_BRANO FORNITO_
┏━━

Bartolomeo I esige da Roma concessioni che la Chiesa non può fare

La presenza del papa Leone XIV alla Divina Liturgia celebrata insieme al patriarca ecumenico Bartolomeo I ha riaffermato pubblicamente l'impegno di Roma per l'unità cristiana, in un contesto segnato da tensioni geopolitiche sia in Oriente che in Occidente. Il gesto ha evidenziato la volontà di mantenere un canale di dialogo tra le due grandi tradizioni cristiane.

Durante la sua omelia, il patriarca Bartolomeo ha sottolineato la unità spirituale tra entrambe le Chiese, indicando gli apostoli Pietro e Andrea come fondamenti apostolici di Roma e Costantinopoli. Tuttavia, ha riconosciuto i gravi ostacoli teologici che continuano a bloccare la piena comunione.

┗━━

_VOCI DEI DATI_

┏━━

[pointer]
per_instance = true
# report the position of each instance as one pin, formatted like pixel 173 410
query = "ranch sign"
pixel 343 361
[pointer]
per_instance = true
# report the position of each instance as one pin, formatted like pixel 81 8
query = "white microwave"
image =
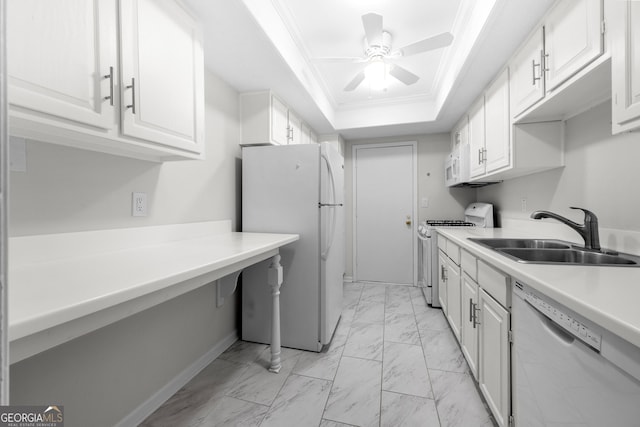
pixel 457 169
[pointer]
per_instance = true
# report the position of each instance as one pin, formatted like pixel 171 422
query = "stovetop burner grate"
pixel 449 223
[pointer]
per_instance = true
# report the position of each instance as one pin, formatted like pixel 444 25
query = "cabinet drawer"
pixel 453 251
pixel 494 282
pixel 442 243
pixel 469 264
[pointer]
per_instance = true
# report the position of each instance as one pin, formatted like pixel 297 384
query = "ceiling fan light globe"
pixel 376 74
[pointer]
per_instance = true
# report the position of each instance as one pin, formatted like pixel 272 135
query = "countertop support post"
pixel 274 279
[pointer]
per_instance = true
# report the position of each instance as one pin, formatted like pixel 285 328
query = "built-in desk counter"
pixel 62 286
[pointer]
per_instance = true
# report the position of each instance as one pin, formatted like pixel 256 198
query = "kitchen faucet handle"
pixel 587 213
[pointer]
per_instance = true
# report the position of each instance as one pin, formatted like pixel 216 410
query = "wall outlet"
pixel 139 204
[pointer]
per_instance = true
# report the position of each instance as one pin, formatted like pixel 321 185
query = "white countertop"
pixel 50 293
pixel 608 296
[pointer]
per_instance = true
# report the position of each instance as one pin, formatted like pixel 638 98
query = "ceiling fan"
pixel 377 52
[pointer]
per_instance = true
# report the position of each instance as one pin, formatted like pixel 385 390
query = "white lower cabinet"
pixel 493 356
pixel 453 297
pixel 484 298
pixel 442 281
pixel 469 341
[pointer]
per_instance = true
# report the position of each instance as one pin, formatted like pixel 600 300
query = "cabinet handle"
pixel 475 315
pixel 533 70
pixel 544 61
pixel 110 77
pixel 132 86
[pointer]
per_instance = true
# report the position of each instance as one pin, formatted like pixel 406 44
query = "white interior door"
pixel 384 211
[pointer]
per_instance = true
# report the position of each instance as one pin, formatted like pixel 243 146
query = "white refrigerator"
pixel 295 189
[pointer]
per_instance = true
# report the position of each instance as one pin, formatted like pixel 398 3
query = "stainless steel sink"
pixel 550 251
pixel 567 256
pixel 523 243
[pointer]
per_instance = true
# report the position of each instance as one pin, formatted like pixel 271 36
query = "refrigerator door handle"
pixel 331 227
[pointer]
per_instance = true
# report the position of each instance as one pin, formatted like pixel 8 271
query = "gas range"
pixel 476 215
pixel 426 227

┗━━
┏━━

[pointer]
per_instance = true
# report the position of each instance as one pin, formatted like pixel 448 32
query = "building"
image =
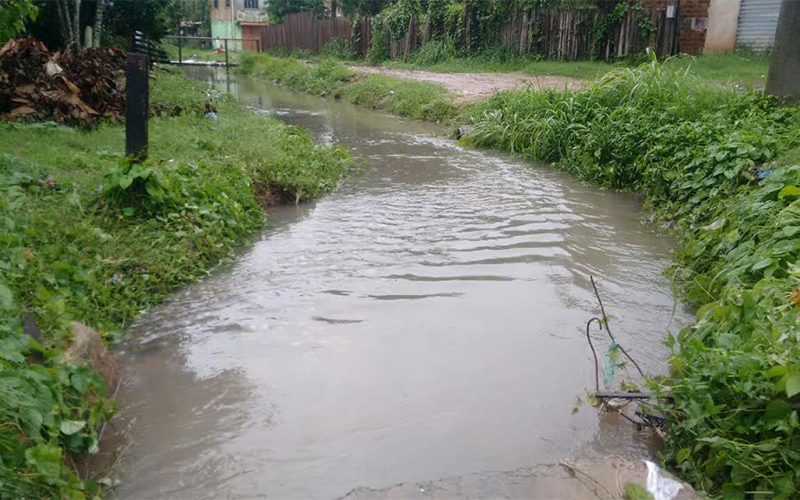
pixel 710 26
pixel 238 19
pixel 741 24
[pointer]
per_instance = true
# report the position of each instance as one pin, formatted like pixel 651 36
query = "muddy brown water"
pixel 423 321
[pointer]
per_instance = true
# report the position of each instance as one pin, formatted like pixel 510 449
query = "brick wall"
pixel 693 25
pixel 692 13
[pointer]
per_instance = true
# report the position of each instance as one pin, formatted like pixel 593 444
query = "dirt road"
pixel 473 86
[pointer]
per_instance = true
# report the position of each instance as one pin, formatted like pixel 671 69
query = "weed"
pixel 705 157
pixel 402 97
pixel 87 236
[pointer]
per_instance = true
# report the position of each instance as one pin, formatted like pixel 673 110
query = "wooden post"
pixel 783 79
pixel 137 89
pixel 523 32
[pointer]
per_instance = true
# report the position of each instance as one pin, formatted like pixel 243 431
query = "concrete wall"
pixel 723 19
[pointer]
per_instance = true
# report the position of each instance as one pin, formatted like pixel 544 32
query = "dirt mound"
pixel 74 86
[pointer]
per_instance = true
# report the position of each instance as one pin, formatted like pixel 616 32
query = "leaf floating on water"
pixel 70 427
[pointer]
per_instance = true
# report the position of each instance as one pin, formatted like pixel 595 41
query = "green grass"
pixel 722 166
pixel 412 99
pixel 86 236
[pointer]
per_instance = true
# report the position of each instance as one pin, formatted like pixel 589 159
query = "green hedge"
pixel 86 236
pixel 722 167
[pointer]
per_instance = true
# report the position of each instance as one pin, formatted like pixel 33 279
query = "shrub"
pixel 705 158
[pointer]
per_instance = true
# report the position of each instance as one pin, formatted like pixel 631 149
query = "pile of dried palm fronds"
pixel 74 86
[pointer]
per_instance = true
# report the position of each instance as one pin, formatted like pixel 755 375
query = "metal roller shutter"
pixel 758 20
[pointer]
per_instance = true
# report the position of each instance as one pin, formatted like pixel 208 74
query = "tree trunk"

┗━━

_COMPITI_
• a. Ripeti parola per parola la parte del brano sull'incontro tra Leone XIV e Bartolomeo I che si apre con le parole contenenti "Bartolomeo I esige" e si chiude con "grandi tradizioni cristiane.".
• b. Raccogli tutte le righe delle voci in cui compare la stringa "handle".

_RISPOSTE COMPLETE_
• a.
Bartolomeo I esige da Roma concessioni che la Chiesa non può fare

La presenza del papa Leone XIV alla Divina Liturgia celebrata insieme al patriarca ecumenico Bartolomeo I ha riaffermato pubblicamente l'impegno di Roma per l'unità cristiana, in un contesto segnato da tensioni geopolitiche sia in Oriente che in Occidente. Il gesto ha evidenziato la volontà di mantenere un canale di dialogo tra le due grandi tradizioni cristiane.

• b.
query = "kitchen faucet handle"
query = "cabinet handle"
query = "refrigerator door handle"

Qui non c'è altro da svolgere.